What you need to do:
Gather every line in the items below that contains the word "white".

Record extracts:
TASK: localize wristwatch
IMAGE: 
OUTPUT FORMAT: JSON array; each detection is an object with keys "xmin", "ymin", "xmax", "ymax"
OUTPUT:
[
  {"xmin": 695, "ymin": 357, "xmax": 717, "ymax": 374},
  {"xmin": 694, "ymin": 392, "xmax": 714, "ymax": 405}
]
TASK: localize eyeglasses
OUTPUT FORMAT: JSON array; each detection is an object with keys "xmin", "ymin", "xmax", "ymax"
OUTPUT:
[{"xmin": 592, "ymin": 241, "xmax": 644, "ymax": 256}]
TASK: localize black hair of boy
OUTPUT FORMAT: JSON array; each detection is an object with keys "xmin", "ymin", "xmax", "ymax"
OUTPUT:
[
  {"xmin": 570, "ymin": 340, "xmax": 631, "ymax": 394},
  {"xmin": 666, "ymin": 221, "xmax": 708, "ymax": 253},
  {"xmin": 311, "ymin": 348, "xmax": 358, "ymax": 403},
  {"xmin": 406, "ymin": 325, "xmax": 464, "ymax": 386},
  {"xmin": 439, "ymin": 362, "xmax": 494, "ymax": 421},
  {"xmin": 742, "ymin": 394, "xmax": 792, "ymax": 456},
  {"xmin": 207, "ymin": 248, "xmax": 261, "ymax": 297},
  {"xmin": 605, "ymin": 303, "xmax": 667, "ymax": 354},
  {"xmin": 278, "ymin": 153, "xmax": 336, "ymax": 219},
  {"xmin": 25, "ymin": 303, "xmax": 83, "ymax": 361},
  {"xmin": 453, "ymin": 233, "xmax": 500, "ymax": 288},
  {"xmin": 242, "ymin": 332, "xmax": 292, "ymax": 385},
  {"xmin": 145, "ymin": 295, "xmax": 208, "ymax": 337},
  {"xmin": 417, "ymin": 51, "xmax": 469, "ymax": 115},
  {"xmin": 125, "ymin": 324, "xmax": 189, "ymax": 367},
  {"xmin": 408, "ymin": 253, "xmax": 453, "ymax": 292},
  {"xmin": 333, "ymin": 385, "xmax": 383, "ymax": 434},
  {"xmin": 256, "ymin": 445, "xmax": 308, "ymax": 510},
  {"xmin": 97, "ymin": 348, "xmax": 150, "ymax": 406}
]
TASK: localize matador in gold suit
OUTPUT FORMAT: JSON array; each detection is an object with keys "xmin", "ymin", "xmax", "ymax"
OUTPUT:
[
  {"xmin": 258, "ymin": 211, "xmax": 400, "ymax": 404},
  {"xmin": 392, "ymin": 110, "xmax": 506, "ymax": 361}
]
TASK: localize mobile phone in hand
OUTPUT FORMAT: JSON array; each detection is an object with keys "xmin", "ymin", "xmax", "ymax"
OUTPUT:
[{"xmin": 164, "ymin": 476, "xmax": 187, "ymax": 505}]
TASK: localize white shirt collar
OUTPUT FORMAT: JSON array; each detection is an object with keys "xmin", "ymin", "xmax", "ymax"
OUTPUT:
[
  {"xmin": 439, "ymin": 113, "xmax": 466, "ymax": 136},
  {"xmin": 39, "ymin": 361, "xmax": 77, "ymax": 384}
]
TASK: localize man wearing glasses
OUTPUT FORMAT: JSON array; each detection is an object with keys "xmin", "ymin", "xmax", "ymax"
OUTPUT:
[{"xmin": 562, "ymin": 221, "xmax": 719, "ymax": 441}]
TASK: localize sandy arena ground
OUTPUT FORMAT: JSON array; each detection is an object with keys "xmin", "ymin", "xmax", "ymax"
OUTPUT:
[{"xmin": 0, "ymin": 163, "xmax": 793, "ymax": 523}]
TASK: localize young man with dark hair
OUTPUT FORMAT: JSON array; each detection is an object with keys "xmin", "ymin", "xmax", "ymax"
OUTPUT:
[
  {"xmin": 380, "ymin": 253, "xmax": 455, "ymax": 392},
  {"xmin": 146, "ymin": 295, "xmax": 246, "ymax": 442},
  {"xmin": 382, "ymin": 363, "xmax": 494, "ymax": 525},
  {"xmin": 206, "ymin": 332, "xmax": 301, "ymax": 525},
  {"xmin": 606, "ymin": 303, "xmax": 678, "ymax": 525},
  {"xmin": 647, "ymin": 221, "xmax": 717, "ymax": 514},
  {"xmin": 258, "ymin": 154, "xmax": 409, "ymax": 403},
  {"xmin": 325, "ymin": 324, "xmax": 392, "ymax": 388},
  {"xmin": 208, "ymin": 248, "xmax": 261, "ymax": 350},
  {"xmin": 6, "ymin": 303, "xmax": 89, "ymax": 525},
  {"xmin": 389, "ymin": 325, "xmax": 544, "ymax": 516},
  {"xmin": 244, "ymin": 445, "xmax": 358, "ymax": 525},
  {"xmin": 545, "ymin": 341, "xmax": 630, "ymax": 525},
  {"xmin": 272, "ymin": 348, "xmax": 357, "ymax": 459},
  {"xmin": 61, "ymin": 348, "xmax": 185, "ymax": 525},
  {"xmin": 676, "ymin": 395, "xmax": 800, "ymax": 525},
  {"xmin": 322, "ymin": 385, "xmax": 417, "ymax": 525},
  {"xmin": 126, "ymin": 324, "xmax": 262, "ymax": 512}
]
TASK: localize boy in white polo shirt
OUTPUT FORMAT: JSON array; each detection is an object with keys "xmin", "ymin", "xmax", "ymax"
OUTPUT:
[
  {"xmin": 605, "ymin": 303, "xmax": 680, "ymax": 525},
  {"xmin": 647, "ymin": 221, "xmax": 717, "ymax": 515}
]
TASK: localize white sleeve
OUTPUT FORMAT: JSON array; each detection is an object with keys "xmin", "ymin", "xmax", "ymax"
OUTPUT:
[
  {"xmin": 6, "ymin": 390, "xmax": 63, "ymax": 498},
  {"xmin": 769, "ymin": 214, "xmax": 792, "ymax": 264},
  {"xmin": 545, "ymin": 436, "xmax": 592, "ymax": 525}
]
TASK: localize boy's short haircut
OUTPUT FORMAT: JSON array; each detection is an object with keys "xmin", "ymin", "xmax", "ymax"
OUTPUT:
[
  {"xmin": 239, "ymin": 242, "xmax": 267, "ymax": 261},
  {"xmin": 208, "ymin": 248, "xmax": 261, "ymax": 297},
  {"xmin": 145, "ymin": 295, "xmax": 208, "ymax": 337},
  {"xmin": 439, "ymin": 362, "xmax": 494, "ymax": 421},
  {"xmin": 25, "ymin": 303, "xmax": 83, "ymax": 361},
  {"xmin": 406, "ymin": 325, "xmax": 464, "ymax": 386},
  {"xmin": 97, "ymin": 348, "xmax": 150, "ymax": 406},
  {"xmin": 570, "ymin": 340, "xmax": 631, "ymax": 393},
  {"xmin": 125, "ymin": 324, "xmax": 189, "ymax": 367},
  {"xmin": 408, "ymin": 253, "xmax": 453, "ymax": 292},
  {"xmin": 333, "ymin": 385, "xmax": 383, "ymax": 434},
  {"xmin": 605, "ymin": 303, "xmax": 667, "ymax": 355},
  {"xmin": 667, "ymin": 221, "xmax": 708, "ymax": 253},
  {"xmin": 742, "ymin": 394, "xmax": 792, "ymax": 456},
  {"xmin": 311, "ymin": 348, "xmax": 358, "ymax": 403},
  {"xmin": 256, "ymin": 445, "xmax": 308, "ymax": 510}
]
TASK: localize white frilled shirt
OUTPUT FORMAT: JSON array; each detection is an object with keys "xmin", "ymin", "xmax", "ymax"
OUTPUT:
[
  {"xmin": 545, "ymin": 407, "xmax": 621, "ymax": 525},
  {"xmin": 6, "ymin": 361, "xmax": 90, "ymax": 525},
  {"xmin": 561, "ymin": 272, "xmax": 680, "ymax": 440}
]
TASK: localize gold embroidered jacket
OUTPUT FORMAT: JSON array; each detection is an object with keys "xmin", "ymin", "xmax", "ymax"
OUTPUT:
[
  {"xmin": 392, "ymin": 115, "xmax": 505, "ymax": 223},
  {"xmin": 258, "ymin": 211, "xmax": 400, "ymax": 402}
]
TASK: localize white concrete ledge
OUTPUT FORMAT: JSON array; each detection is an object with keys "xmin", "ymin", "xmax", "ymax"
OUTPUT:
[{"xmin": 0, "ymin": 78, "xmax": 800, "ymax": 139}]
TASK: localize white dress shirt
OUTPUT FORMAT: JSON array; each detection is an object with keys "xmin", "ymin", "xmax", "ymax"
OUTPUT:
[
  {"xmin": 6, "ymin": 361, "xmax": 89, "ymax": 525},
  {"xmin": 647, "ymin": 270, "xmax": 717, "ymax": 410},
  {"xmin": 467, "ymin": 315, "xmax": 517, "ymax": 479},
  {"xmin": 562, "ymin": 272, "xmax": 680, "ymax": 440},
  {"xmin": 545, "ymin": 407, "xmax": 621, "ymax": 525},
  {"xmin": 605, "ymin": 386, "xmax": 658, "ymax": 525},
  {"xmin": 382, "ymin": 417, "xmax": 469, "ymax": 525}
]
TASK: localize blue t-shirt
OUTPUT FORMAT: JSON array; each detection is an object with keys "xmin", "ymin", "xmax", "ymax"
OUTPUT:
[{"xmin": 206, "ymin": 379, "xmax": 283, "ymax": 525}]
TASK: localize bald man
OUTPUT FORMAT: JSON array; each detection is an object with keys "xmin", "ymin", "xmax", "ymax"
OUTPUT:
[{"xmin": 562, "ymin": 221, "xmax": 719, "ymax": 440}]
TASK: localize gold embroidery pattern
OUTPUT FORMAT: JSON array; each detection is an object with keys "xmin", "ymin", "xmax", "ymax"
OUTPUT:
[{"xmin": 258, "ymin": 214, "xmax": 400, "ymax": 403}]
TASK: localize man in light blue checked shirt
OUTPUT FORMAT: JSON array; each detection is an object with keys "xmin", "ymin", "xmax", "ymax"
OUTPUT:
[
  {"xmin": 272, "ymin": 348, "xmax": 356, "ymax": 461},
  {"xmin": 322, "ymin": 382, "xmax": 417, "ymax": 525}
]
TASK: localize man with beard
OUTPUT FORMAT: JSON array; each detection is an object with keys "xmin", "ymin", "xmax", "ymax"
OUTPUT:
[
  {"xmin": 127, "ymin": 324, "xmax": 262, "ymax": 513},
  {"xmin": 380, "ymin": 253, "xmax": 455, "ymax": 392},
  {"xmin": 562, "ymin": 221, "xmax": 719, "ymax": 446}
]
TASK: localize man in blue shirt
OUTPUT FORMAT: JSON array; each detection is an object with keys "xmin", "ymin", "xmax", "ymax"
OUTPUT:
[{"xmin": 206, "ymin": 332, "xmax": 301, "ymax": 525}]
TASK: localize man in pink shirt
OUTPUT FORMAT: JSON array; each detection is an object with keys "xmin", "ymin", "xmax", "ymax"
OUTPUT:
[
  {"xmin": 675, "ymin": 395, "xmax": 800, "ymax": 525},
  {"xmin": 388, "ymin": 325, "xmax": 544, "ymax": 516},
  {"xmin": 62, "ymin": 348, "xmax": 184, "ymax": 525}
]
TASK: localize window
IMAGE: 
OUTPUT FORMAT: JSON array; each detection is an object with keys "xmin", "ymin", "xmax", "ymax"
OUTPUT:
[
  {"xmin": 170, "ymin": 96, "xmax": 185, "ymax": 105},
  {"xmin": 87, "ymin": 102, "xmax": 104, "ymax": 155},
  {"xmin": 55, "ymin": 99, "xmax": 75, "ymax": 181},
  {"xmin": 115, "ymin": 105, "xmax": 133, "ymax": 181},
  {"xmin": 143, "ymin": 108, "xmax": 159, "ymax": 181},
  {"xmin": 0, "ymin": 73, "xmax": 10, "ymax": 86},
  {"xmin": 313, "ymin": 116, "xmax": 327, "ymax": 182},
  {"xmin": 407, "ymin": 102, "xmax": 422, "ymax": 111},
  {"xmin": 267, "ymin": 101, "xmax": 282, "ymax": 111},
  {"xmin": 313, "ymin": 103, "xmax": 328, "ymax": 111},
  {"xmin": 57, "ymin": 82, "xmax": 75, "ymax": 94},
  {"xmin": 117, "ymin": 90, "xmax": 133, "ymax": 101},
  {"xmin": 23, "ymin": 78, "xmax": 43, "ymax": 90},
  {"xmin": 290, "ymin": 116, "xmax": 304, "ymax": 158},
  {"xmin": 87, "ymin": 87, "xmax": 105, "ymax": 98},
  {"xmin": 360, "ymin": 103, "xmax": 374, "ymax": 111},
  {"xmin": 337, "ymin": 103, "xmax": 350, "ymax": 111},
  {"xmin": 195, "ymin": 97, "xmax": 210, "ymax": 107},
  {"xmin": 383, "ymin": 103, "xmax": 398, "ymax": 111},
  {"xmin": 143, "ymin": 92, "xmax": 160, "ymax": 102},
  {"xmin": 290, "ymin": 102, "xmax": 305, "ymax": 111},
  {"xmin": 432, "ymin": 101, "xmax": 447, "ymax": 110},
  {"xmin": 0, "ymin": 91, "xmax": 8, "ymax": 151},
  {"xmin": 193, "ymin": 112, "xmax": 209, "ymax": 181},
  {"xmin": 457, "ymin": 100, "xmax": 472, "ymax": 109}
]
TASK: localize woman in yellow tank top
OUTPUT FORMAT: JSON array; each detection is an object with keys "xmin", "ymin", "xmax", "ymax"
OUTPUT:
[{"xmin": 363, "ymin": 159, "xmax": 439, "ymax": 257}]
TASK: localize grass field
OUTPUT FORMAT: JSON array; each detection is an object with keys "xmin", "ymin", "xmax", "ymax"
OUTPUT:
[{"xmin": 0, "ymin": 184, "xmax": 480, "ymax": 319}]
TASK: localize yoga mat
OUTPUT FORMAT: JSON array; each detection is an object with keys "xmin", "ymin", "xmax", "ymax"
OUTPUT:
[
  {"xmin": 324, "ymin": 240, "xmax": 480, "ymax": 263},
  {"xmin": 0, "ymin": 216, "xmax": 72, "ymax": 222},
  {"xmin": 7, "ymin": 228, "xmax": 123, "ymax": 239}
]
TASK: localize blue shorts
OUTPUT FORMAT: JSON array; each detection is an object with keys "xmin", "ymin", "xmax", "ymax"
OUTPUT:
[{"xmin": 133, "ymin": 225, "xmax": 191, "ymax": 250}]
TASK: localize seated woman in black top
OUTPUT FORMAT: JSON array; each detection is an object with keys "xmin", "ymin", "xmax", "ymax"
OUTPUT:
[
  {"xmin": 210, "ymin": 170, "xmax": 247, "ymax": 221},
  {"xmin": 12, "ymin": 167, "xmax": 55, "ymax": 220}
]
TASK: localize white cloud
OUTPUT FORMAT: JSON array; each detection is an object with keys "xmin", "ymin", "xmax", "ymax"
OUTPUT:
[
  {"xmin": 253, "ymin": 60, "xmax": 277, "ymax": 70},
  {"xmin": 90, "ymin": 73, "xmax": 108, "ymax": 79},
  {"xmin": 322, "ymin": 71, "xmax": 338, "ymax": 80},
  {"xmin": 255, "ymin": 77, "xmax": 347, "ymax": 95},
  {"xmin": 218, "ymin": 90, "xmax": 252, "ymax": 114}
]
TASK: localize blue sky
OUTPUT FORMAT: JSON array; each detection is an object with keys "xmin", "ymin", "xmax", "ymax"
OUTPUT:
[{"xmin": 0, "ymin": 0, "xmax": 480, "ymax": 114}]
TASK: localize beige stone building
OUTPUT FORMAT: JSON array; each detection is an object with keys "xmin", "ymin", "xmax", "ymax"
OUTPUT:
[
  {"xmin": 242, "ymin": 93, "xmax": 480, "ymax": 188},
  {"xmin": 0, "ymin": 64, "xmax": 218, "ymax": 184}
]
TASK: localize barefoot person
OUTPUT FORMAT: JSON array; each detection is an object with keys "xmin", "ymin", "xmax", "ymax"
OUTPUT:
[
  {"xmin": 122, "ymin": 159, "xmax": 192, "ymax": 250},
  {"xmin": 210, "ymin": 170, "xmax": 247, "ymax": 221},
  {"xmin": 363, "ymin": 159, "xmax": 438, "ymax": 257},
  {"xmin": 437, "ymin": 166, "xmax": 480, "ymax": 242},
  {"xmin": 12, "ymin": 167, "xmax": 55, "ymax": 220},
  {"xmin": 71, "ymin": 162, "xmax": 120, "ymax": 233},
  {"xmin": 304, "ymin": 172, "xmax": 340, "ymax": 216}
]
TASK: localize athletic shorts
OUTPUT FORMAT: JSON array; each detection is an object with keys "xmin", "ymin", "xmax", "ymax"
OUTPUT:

Solution to this task:
TASK: localize white shirt collar
TASK: localize boy in white polo shirt
TASK: localize white sleeve
TASK: localize white frilled shirt
TASK: localize white concrete ledge
TASK: localize white dress shirt
TASK: localize white cloud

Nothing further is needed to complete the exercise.